- **Aim A**: In the forum thread on Excel and Access VBA, what does RoryA say is very different between the two programs?
- **Aim B**: Check each statement against the forum thread on Excel and Access VBA. Answer yes or no for each, and quote the words from the thread that decide it. (i) texasalynn says the basics of VBA are the same for both applications. (ii) Joe4 says that learning Excel VBA first will make learning Access VBA difficult. (iii) RoryA says VBA itself differs between Excel and Access.
- **Aim C**: Continue the forum thread on Excel versus Access VBA by writing the next reply after RoryA's post.

# VBA of Excel is the same as VBA of Access?



## WESTERNWALL (Jul 16, 2012)

Hi

A a point of interest, what is the difference between VBA for Excel and VBA for Access, if any?  That is to say, if I want to learn VBA for Excel now and at a later stage I decide to get into Access, is it a completely different ballgame learning VBA for Access?

Thanks


----------



## texasalynn (Jul 16, 2012)

the basics are the same, but will of course have some differences for the two applications.  Join a forum and read through questions that are VBA related is a great way to learn and gather knowledge.  There are several great books for sell on MrExcel site.


----------



## Joe4 (Jul 16, 2012)

As Lynn pointed out, there really are a lot of similiarities (learning one will definitely help you with the other).  But they are not the same.  Dealing with spreadsheets and dealing with databases are a bit different.  Certain functions are available in one and not the other (though many functions are basically the same).  And the syntax of some things is sometimes slightly different.

However, if you learn Excel VBA, then you will have a huge leg up and learning Access VBA won't be bad at all.


----------



## RoryA (Jul 16, 2012)

VBA itself is the same in both but the Object Models involved are very different since the programs are very different.

(Point labeling examples)
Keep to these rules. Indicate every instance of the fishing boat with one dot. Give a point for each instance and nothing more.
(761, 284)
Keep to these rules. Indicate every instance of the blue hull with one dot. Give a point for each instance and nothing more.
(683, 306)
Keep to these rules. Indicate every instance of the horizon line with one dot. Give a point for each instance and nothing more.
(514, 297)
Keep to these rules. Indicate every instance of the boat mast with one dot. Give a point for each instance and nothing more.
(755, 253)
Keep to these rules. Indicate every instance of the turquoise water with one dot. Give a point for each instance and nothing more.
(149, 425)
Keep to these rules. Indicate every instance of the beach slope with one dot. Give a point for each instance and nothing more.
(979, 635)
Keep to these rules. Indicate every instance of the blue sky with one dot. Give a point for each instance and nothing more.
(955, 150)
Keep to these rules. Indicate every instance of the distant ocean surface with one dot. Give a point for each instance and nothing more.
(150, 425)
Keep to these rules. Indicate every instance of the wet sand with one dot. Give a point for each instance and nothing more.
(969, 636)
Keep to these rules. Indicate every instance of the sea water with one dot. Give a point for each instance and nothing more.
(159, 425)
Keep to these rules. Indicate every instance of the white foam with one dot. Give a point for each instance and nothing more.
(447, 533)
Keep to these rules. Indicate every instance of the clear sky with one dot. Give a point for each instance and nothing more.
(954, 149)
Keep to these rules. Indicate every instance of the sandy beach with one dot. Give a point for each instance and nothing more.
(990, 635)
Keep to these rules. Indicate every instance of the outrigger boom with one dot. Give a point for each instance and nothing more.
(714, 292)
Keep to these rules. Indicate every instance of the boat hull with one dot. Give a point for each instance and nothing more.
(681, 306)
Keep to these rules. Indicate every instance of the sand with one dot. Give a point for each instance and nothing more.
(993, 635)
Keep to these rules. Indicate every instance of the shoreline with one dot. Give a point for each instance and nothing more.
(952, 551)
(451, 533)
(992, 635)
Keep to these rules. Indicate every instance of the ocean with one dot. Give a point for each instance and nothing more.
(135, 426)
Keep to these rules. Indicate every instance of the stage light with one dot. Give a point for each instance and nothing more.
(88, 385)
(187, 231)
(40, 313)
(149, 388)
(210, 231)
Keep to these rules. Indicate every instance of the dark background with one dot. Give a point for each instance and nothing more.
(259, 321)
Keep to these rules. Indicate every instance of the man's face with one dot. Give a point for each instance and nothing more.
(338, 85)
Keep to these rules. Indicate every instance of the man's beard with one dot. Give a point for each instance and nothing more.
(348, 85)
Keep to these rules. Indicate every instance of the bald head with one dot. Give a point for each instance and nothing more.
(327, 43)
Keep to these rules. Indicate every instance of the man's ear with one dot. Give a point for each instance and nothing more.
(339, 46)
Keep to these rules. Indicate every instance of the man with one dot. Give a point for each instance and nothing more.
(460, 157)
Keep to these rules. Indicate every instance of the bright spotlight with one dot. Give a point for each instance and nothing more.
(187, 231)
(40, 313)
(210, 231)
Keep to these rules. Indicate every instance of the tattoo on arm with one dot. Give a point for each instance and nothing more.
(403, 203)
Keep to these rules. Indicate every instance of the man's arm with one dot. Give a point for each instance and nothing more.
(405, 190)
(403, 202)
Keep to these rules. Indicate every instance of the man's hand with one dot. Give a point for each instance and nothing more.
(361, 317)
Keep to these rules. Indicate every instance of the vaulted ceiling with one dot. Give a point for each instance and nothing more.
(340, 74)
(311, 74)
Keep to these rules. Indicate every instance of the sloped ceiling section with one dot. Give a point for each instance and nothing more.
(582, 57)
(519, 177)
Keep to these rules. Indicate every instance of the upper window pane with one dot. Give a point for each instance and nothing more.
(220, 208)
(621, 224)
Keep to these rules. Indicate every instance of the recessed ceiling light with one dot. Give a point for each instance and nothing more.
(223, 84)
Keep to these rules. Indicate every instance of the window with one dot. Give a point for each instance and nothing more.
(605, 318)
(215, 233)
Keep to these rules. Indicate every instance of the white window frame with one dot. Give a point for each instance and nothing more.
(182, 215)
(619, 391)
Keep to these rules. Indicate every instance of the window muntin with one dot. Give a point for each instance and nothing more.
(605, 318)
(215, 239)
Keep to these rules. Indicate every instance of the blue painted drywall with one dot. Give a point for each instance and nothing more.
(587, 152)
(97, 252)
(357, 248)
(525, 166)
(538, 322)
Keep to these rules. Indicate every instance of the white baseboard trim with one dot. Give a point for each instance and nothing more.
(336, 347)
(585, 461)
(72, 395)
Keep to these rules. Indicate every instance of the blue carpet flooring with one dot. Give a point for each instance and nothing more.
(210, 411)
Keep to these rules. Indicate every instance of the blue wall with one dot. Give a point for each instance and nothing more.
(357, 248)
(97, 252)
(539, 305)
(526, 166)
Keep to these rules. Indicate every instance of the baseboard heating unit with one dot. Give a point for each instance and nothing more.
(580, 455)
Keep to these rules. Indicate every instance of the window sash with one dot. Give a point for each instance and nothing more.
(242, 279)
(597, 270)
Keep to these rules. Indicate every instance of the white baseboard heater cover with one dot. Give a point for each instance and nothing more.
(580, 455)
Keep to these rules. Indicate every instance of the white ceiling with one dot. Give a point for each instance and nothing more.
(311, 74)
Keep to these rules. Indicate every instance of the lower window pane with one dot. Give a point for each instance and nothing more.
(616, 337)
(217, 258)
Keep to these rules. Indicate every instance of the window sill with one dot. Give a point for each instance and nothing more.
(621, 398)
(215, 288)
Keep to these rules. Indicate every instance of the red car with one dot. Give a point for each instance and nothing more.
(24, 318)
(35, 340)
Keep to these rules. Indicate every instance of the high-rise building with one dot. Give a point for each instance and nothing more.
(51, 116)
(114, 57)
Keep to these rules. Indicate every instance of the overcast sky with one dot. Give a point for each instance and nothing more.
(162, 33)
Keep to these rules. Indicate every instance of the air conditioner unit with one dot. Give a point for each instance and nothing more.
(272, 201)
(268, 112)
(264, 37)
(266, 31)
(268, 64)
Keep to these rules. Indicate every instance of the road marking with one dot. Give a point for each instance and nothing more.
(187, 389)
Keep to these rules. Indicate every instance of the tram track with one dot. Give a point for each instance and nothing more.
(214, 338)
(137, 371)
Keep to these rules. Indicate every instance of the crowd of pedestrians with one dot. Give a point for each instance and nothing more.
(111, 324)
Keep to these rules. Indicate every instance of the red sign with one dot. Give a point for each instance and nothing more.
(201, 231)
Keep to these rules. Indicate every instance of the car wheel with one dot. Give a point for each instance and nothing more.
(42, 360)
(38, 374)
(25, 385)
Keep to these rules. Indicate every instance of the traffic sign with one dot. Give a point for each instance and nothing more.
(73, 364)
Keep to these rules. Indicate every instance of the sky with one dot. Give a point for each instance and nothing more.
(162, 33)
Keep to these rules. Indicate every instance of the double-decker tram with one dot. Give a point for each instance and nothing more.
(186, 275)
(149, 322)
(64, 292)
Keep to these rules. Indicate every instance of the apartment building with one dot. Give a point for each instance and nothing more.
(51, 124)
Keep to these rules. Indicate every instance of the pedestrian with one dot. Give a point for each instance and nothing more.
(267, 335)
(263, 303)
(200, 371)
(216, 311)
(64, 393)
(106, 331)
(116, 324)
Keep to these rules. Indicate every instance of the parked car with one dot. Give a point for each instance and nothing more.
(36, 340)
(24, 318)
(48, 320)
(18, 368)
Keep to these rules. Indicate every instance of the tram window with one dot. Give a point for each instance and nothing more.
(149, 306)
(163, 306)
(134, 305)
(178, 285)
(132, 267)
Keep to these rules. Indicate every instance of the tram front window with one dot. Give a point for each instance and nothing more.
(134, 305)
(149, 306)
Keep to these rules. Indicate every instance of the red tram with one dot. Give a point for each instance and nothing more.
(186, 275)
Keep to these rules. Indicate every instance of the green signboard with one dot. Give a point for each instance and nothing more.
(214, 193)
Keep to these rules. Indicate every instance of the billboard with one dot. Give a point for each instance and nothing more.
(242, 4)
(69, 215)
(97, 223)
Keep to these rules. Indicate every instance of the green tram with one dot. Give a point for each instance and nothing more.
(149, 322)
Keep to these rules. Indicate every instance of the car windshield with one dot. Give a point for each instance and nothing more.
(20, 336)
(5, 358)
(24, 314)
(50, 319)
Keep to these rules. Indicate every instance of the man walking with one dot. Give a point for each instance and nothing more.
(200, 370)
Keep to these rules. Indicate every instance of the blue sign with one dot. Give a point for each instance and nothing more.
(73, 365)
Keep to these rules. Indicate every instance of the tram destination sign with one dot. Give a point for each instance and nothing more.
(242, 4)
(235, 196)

- **Exercise response A**: The Object Models involved are very different.

- **Exercise response B**:
(i) Yes: "the basics are the same"
(ii) No: "learning Access VBA won't be bad at all"
(iii) No: "VBA itself is the same in both"

- **Exercise response C**:
----------



## WESTERNWALL (Jul 16, 2012)

RoryA said:


> VBA itself is the same in both but the Object Models involved are very different since the programs are very different.



Thanks a lot for your replies and explanations.  Much appreciated.


----------



## mumzee (Jul 22, 2012)

RoryA said:


> VBA itself is the same in both but the Object Models involved are very different since the programs are very different.



In a position of having to define the differences between Excel and Access.  Saying one is a spreadsheet program and the other is a database program does not seem to be cutting it.  

  Could someone please give me some help on this in a way that persons with limited computer knowledge can understand...   Thanks


----------



## Domski (Jul 23, 2012)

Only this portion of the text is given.